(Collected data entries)

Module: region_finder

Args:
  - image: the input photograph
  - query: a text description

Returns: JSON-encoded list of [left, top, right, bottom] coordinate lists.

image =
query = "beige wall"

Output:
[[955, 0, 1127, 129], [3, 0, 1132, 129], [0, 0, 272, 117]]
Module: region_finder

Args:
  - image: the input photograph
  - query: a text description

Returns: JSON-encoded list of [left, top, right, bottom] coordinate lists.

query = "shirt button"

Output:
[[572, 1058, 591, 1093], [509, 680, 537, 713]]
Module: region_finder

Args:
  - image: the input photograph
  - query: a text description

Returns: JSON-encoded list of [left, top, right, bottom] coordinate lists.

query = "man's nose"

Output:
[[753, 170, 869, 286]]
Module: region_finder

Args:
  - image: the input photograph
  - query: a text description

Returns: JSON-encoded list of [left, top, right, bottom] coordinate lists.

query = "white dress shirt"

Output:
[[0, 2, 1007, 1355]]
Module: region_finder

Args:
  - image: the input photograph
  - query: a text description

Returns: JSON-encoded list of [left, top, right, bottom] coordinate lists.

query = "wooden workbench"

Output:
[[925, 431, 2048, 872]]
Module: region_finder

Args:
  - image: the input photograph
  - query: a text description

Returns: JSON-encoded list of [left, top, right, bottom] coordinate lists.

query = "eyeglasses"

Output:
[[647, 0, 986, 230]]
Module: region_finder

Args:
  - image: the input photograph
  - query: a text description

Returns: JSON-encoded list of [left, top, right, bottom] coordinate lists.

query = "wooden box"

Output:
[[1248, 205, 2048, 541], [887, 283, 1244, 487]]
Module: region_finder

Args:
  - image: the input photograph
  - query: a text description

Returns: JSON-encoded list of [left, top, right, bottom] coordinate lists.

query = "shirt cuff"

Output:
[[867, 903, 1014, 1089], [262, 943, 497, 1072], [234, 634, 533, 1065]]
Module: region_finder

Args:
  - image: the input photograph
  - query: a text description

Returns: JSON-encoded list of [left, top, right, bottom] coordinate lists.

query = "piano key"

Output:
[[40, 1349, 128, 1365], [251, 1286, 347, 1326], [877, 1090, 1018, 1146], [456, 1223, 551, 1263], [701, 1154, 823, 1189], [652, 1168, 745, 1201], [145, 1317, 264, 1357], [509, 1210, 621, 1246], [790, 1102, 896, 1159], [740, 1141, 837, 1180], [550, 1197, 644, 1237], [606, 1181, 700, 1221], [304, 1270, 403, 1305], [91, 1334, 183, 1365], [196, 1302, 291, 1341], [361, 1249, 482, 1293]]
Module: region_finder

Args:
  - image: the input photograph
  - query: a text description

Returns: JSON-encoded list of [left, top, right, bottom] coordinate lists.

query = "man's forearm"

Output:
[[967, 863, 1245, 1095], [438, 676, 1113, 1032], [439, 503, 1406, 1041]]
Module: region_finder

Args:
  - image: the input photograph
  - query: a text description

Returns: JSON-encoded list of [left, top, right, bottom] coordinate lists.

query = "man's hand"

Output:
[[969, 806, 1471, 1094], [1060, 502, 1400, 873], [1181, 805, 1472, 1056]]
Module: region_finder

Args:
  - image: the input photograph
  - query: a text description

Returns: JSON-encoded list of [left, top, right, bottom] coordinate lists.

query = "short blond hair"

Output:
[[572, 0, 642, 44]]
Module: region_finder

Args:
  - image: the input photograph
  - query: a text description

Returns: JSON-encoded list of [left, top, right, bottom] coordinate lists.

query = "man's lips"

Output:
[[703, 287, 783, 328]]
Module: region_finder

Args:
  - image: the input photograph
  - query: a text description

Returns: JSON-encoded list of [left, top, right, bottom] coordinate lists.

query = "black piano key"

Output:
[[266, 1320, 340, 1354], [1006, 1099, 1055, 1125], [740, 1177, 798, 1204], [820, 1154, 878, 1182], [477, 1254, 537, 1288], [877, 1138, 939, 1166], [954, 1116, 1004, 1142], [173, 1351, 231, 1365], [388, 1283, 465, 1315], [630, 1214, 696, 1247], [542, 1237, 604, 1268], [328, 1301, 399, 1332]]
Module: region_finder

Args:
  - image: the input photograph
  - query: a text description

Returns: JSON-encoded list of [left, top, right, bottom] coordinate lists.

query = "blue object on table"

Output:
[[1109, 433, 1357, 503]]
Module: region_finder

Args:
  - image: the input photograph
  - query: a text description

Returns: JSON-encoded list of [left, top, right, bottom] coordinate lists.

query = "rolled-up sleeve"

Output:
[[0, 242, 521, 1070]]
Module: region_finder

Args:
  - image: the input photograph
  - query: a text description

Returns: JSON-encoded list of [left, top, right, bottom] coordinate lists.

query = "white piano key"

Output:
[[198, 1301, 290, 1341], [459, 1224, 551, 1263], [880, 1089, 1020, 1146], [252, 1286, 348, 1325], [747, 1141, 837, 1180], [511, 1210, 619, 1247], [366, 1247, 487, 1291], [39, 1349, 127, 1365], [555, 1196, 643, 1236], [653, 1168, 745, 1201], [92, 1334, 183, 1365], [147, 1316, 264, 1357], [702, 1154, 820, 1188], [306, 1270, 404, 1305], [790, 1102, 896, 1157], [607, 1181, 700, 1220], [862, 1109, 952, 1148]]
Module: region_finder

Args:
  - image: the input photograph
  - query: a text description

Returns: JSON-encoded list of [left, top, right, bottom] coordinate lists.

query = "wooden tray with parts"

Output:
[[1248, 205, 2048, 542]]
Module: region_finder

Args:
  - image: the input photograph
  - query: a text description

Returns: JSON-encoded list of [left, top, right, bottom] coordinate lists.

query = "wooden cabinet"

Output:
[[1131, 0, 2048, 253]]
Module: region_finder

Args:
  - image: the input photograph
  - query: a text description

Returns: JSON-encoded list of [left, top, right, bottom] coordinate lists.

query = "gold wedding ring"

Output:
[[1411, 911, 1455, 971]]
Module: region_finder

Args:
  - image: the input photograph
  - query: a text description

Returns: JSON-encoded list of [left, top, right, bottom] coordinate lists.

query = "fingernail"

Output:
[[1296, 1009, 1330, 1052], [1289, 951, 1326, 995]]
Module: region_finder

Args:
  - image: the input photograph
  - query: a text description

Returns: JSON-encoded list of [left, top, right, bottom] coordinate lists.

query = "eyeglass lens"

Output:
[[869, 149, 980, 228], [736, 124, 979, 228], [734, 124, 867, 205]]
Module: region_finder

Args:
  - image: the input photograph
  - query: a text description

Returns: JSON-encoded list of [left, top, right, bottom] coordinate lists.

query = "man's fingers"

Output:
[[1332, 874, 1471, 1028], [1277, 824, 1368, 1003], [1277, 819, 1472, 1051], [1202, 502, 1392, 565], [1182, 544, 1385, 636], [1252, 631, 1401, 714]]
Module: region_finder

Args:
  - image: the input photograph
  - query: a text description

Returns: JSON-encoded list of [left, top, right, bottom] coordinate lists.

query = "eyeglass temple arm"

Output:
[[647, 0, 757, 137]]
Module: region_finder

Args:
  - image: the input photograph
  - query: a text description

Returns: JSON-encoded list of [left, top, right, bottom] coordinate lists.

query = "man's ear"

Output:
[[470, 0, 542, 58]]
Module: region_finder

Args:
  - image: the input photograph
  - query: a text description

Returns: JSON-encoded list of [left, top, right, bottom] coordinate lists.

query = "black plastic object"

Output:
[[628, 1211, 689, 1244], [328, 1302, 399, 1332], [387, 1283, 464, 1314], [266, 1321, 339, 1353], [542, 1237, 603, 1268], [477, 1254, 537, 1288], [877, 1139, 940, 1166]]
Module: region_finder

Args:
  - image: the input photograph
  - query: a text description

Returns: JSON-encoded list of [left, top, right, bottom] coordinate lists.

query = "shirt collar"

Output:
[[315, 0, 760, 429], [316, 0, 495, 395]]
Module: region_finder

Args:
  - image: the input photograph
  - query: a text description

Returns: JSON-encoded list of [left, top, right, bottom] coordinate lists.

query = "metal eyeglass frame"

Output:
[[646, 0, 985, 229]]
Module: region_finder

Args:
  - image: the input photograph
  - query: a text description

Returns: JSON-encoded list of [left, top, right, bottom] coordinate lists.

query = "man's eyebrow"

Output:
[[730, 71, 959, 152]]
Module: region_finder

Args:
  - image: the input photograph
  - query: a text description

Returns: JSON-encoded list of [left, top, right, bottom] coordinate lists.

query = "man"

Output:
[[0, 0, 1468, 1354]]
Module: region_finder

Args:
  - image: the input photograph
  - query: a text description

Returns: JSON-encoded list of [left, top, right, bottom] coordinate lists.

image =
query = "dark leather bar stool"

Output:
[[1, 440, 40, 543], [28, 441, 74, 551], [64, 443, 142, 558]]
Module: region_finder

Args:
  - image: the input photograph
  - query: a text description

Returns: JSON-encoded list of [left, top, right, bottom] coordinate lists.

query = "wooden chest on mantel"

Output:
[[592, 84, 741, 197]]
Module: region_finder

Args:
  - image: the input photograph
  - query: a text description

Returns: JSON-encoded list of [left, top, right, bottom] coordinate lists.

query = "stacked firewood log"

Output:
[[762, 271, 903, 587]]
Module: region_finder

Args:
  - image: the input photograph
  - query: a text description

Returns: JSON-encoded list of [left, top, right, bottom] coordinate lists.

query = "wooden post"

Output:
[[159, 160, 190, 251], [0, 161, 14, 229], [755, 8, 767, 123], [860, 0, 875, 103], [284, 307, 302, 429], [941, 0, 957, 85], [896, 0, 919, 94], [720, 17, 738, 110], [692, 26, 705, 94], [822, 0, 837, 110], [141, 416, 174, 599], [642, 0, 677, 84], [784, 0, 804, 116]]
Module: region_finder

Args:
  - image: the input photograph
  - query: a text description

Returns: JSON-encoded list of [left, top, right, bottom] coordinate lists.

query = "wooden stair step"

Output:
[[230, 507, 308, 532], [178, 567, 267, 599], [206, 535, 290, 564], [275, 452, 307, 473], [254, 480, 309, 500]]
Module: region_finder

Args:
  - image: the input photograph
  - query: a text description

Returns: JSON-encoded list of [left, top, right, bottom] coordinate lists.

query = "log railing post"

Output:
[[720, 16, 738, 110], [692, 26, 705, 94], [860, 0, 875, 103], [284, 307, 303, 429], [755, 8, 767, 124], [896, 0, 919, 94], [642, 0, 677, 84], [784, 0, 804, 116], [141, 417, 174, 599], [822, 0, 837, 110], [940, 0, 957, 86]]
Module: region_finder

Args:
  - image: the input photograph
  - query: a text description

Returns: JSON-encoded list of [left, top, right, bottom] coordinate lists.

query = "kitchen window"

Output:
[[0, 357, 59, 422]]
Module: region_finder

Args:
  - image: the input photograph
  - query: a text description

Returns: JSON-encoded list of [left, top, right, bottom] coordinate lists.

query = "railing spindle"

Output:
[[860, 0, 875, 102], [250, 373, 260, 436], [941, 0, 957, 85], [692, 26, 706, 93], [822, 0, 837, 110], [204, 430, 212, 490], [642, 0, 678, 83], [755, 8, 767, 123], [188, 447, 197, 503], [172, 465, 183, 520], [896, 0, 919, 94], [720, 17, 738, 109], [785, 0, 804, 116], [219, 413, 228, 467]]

Exercise goal: Return only the number of lines in the preceding records that contain the string "railing".

Response: 2